> **Extrait du document**:
-=-=-

Réunis pendant deux jours, jeudi et vendredi, pour la 10e édition des Rencontres du Regroupement autonome des généralistes jeunes installés et remplaçants (Reagjir), plus de 150 jeunes confrères se sont retrouvés à Orléans, pour un congrès placé sous le signe des « soins primaires au-delà des frontières ».
Frontière entre les pays, entre les soignants mais aussi rempart de l’accès aux soins. « Face à une démographie médicale rachitique, chaque jour le fossé se creuse entre les propositions de régulation à l’installation et les jeunes médecins effrayés par leur début d’exercice », a lancé, en ouverture du congrès ce jeudi, la Dr Agathe Lechevalier, généraliste et présidente de Reagjir, devant le maire d’Orléans et la directrice déléguée à la gestion et à l'organisation des soins de la Cnam.
« Vous êtes à Orléans, vous allez y rester »
Au cœur du chef-lieu du Loiret, son maire Serge Grouard a entonné un discours tonitruant pour pousser les généralistes à s’installer dans sa commune. « Vous aviez prévu quelque chose ce week-end ? C’est raté ! Vous êtes à Orléans, vous allez y rester », a-t-il lancé sous les rires des généralistes venus de toute la France, avant de rappeler la démographie médicale dévastée du département. « Dans le Loiret, 150 000 personnes n’ont pas de médecin traitant et les urgences explosent, a déploré l’édile LR, connu pour sa virulence contre les déserts médicaux. C’est le serpent qui se mord la queue dans un système infernal, l’hôpital est à bout de souffle ».

-=-=-

> **Données fournies**:
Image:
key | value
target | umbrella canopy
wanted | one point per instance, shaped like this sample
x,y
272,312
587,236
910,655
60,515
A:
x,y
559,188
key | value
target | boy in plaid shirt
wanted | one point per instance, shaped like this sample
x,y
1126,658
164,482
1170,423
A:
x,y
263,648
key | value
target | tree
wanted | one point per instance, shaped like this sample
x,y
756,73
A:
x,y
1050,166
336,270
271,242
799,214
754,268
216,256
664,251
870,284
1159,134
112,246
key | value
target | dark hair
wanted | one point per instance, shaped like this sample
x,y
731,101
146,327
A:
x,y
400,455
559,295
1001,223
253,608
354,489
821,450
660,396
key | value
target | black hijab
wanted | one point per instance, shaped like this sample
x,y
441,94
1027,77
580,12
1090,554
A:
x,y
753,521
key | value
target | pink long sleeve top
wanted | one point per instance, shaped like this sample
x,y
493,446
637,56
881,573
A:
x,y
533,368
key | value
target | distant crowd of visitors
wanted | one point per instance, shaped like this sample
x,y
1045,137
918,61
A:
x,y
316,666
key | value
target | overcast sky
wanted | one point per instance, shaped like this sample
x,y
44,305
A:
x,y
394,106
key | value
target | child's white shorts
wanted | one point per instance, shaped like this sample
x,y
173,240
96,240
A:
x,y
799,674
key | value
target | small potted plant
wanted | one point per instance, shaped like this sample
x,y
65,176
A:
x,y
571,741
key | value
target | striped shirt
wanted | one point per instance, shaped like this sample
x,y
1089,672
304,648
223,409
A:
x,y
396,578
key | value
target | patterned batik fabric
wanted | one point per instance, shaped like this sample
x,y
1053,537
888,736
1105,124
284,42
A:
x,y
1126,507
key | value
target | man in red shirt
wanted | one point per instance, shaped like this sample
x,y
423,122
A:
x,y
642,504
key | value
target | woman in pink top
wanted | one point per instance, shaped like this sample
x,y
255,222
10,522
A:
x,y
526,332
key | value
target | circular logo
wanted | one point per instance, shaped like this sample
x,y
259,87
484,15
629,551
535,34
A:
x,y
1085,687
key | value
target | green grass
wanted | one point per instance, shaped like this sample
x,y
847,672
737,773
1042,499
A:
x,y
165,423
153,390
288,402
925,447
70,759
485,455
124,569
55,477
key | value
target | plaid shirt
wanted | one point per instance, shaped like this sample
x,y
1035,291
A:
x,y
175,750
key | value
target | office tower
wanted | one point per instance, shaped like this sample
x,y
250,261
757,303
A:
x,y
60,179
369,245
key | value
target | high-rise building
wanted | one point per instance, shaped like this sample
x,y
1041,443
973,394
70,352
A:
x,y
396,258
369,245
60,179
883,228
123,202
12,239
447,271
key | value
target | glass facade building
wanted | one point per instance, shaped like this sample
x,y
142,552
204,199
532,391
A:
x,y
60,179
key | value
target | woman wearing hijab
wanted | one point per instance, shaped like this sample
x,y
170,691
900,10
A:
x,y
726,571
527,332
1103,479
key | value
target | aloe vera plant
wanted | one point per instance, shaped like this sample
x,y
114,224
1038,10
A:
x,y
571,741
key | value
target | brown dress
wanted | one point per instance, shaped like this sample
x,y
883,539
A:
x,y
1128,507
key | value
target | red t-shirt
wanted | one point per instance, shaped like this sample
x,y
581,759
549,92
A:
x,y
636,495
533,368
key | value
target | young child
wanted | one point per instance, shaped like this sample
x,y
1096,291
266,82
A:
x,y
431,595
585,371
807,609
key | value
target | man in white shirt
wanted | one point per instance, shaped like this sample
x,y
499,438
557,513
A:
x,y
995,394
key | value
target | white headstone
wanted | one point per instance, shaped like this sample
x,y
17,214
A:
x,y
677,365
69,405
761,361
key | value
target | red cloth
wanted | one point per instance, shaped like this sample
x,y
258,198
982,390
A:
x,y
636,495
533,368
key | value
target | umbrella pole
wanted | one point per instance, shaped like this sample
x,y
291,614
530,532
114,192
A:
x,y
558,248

-=-=-

> **Série d'exercices**:
(a) D'après l'extrait sur le congrès de Reagjir, combien de personnes n'ont pas de médecin traitant dans le Loiret ?
(b) Recopiez fidèlement le passage de l'extrait sur le congrès de Reagjir qui commence aux mots « Frontière entre les » et arrêtez-vous après « de la Cnam. ».
Les données ci-dessus forment un matériau indépendant de l'extrait.

> **Corrigé**:
(a) 150 000 personnes.

(b)
Frontière entre les pays, entre les soignants mais aussi rempart de l’accès aux soins. « Face à une démographie médicale rachitique, chaque jour le fossé se creuse entre les propositions de régulation à l’installation et les jeunes médecins effrayés par leur début d’exercice », a lancé, en ouverture du congrès ce jeudi, la Dr Agathe Lechevalier, généraliste et présidente de Reagjir, devant le maire d’Orléans et la directrice déléguée à la gestion et à l'organisation des soins de la Cnam.